Beitragvon Seri » Do 5 Jul 2018 18:13

Hallo zusammen

Bei meinem Vater wurde vor dreieinhalb Jahren Lungenkrebs diagnostiziert. Bis zum letzten Sommer war alles entsprechend den Umständen relativ gut. Wir hatten Hochs und Tiefs aber das kennt ihr ja... Dann wurde ein Tumor im Kopf entdeckt. Er wurde zwei Mal operiert und hat es eigentlich gut überstanden. Seit Anfang dieses Jahres geht es jedoch bergab. Er wird immer verwirrter und mittlerweile kann man fast kein klares Gespräch mehr mit ihm führen.

Seit ungefähr zwei Wochen kommt es immer wieder vor, dass er sogar mitten in der Nacht die Wohnung verlassen will um irgendwelche Besorgungen zu machen. Grundsätzlich findet er den Heimweg immer wieder wenn er dann wirklich mal loszieht (tagsüber, in der Nacht lässt meine Mutter ihn nicht alleine gehen). Nun hatte er noch eine Lungenentzündung und ist dadurch auf die Palliativstation eingewiesen worden. Auch dort hat er jedoch so häufig seine Ausflüge unternommen (trotz der Lungenentzündung) dass die Verantwortung für die Klinik nicht mehr tragbar war. "Festbinden" konnten sie und wir ihn nicht, da er noch als Handlungs- und Urteilsfähig eingestuft ist (hätten wir natürlich auch nicht gemacht). Daher wurde er dann in eine geschlossene Psychiatrie eingewiesen. Dies nicht aus dem Grund, dass wir ihn nicht zu Hause haben wollen, sondern weil es für meine Mutter emotional so sehr eine Belastung ist immer in Angst um ihn zu sein, dass sie mittlerweile schon fast selbst krank ist; sie pflegt ihn auch schon seit den Dreieinhalb Jahren.
****************************************
**Arbeitsauftrag**
Wie lange liegt es laut dem Forumsbeitrag über die Krankheit des Vaters zurück, dass bei ihm Lungenkrebs diagnostiziert wurde? Die anschließende Auflistung ist eigenständiges Material und gehört nicht zum Forumsbeitrag.

**Vorliegende Angaben**
****************************************
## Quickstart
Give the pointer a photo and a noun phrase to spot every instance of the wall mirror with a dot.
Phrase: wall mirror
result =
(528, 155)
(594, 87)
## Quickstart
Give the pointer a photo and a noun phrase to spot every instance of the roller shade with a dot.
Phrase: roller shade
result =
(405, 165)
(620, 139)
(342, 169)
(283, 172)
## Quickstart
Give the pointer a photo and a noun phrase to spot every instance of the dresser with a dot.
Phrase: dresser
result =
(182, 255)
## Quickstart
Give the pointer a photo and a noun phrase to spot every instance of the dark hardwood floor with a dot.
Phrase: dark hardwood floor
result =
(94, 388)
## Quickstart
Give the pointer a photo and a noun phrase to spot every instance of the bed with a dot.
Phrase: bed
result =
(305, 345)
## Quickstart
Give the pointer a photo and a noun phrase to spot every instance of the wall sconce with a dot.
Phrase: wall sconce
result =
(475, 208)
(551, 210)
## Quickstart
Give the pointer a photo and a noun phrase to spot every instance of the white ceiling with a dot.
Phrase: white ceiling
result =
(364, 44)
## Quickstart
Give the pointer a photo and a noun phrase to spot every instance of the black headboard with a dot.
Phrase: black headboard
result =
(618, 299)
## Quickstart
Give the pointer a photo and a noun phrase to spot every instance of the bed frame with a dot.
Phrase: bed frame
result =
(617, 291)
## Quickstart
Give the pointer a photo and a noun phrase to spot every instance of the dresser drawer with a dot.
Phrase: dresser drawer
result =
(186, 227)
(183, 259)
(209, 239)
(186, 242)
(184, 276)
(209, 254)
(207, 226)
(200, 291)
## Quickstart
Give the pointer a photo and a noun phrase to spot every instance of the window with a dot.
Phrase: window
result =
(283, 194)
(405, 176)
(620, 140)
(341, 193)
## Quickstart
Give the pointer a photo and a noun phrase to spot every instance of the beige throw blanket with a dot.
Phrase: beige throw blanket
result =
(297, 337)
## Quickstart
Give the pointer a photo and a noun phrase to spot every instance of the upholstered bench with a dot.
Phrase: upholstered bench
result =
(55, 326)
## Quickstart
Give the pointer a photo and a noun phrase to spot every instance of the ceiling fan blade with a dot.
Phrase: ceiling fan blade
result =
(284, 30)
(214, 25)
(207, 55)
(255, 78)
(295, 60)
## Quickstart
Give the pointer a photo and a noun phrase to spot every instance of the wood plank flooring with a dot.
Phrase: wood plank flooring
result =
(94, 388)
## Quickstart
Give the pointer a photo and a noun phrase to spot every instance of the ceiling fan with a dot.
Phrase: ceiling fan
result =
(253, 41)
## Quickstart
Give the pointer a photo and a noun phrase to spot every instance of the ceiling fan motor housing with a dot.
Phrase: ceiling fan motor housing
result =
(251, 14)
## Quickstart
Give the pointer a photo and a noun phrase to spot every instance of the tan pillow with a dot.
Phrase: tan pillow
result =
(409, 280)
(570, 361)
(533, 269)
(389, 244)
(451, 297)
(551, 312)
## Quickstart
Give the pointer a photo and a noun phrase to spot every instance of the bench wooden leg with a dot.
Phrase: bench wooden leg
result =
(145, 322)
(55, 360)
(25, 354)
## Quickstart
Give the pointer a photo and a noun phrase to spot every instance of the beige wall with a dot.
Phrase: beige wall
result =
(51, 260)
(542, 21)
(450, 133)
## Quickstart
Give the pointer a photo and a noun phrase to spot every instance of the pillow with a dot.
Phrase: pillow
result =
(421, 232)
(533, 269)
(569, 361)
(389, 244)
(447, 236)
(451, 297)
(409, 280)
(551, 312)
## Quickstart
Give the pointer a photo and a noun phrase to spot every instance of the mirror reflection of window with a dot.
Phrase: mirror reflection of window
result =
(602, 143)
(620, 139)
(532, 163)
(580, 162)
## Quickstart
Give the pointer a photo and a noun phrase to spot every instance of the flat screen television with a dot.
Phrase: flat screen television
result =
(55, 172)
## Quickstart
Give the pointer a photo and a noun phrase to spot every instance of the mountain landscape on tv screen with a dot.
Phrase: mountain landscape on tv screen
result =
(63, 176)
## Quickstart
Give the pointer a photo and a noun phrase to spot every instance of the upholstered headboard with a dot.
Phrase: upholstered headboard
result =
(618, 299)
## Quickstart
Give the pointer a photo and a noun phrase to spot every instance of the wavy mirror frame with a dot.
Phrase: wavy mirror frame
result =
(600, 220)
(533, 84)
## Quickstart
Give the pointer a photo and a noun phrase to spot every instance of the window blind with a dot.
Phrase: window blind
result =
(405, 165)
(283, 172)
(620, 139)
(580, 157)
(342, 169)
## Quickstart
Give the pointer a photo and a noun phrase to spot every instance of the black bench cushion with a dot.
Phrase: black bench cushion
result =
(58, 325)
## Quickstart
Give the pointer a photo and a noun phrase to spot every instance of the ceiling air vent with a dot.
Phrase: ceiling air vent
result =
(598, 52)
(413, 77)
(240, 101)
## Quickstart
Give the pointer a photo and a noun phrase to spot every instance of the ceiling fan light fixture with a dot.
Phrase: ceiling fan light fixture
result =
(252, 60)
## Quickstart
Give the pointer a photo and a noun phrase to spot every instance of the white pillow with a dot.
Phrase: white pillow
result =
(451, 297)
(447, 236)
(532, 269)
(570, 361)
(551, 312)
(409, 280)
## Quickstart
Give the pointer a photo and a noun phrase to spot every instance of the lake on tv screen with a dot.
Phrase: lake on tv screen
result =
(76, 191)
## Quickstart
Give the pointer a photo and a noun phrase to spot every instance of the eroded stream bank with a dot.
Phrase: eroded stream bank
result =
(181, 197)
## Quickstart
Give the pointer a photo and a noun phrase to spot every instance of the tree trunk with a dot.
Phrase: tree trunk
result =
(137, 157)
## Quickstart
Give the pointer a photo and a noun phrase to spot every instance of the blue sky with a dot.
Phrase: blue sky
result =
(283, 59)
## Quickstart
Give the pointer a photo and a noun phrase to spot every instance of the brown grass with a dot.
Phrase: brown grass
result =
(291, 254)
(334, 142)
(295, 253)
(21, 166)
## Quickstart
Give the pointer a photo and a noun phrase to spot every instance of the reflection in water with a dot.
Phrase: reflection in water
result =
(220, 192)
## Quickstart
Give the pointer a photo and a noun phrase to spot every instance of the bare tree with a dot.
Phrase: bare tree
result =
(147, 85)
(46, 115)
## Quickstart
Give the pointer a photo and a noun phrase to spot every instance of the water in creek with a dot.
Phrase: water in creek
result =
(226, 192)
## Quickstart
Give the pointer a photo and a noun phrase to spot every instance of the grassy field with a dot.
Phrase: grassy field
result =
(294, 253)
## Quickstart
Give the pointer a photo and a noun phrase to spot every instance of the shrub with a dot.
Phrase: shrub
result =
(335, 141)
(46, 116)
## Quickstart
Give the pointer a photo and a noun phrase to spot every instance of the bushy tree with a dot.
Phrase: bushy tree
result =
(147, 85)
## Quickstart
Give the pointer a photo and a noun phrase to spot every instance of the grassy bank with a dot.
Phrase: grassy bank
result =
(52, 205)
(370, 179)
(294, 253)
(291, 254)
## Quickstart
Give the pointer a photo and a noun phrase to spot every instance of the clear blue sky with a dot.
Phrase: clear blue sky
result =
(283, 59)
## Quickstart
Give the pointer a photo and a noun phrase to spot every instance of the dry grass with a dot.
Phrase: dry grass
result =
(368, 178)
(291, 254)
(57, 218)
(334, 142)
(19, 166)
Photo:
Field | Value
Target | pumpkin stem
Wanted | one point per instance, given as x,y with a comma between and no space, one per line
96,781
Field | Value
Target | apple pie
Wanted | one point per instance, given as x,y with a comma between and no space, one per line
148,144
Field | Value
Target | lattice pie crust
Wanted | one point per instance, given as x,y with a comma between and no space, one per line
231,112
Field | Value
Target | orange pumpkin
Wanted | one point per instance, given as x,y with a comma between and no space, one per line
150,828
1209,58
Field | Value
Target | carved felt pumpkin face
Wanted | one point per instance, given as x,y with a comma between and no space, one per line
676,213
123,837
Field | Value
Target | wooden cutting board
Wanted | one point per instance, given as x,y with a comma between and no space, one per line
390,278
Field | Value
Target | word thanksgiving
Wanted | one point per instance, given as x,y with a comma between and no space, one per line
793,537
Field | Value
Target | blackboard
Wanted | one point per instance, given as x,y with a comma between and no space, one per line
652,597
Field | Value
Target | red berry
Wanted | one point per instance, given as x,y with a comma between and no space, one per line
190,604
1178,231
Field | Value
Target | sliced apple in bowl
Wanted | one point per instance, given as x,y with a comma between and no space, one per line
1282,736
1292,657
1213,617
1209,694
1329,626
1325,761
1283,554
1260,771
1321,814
****************************************
**Lösung**
Die Diagnose wurde vor dreieinhalb Jahren gestellt.